▸ **Task 1**
Answer these questions from the article on credit demand.
(a) To what share of pre-Covid levels has credit demand recovered one year on from the lockdown?
(b) By how much did credit card applications rise compared with February 2021?
(c) At what rate are mortgage arrears running?
▸ **Task 2**
Reproduce word for word the stretch of the article on credit demand from "The ending of" through "restructured their loan.".
▸ **Task 3**
List each type of account that the article on credit demand names among those flagged for hardship, with the percentage it gives for each.

▸ **Page text**

The previously soaring buy now pay later (BNPL) sector is showing some signs of flagging, according to new information from credit bureau Centrix.
In its March Outlook publication, Centrix says there was a spike in demand for BNPL during the 2020 holiday period.
However, since then BNPL demand has fallen to the lowest point recorded since April 2020.
Vehicle finance remains the most sought-after credit product for the second month in a row.
"Because people generally upgrade their car when they are feeling positive about their future, strong vehicle financing is a sign of consumer confidence," Centrix said.
It said that one year on from the lockdown, credit demand has recovered to 95% of pre-Covid levels.
"While credit demand plummeted in March and April 2020, we are facing a different scenario this year following a steady recovery. Our latest data shows a 3% month-on-month increase in credit demand in March 2021 versus February," Centrix managing director Keith McLaughlin said.
Despite the increase, there have been significant fluctuations in credit demand in the first part of the year, coinciding with Auckland’s snap shifts to Alert Level Three during February and March.
"The rapid recovery in demand is a sign, however, that these lockdowns have not had a lasting impact on consumer confidence."
However, despite signs of strong consumer confidence, there are some signs of debt stress emerging with 10,800 accounts flagged as being in hardship, an increase of 2% from February 2021.
"Breaking this down, 35% of accounts flagged for hardship are mortgages, while 32% are for credit cards, 24% for loans and 8% for overdrafts. Furthermore, there were 3,700 active payment deferrals recorded when the [mortgage deferral] scheme ended on 31 March."
McLaughlin said after reaching a record high in February, mortgage applications fell slightly in March.
"The level of applications, however, remains well above baseline and lending in the housing market remains remarkably solid."
Credit card applications saw a slight month-on-month increase – up 5% on February 2021 – but they remain below their pre-Covid base level.
McLaughlin said "we will need to wait and see" what the longer-term impact of the Government's new housing polices are.
"The changes to the tax deductibility of interest, alongside the reintroduction of LVRs, are likely to significantly dampen credit demand by property investors."
The ending of the Reserve Bank’s mortgage deferral scheme was also likely to see an increase in mortgage arrears, which are running at a remarkably low 1.2%. At its peak, 7% (80,000) of all mortgages were on deferral, but this had - as stated above - fallen to 3,700 in late March.
"An analysis of what happened to those mortgages provides some interesting insights. Over three-quarters of mortgages on deferral restarted paying principal and interest, while another 10% restarted interest-only payments. Interestingly, 7% of mortgages on deferral closed their account, a likely indication that they either sold their property or restructured their loan.
"While the deferral scheme provided much needed relief to struggling homeowners, its ending will place some of those households under pressure once again. We will be watching closely to see whether we start to see increasing debt stress and a higher frequency of missed payments in the coming weeks as credit demand is a leading indicator of economic confidence," McLaughlin said.

▸ **Given entries**
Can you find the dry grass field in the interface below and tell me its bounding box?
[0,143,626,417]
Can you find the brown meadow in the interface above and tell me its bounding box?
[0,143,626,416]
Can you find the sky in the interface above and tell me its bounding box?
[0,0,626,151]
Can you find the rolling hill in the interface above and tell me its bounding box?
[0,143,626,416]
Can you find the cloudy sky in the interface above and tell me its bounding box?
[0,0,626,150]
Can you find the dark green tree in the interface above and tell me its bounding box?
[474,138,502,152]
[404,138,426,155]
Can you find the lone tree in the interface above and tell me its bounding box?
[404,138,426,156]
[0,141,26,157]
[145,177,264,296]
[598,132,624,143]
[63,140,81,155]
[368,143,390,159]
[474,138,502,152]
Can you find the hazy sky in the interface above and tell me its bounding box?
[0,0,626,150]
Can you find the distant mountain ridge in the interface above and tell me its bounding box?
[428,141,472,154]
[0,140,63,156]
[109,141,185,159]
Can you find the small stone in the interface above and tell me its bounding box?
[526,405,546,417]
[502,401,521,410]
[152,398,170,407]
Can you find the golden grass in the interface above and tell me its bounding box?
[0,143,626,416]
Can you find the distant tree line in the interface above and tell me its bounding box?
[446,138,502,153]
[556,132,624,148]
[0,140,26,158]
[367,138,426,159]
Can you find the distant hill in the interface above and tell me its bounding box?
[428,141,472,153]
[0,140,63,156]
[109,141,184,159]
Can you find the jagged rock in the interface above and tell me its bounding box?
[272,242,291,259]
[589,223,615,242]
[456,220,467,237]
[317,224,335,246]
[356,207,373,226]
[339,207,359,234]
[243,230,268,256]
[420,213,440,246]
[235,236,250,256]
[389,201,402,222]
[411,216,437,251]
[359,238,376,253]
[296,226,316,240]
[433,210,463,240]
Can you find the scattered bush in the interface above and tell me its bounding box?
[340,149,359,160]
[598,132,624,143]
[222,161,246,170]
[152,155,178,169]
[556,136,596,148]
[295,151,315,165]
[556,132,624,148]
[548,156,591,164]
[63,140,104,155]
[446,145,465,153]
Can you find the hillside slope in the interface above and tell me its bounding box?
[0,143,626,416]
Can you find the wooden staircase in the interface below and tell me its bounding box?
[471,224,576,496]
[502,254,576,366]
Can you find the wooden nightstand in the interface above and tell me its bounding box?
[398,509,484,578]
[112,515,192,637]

▸ **Answer 1**
(a) 95%
(b) 5%
(c) 1.2%

▸ **Answer 2**
The ending of the Reserve Bank’s mortgage deferral scheme was also likely to see an increase in mortgage arrears, which are running at a remarkably low 1.2%. At its peak, 7% (80,000) of all mortgages were on deferral, but this had - as stated above - fallen to 3,700 in late March.
"An analysis of what happened to those mortgages provides some interesting insights. Over three-quarters of mortgages on deferral restarted paying principal and interest, while another 10% restarted interest-only payments. Interestingly, 7% of mortgages on deferral closed their account, a likely indication that they either sold their property or restructured their loan.

▸ **Answer 3**
- Mortgages: 35%
- Credit cards: 32%
- Loans: 24%
- Overdrafts: 8%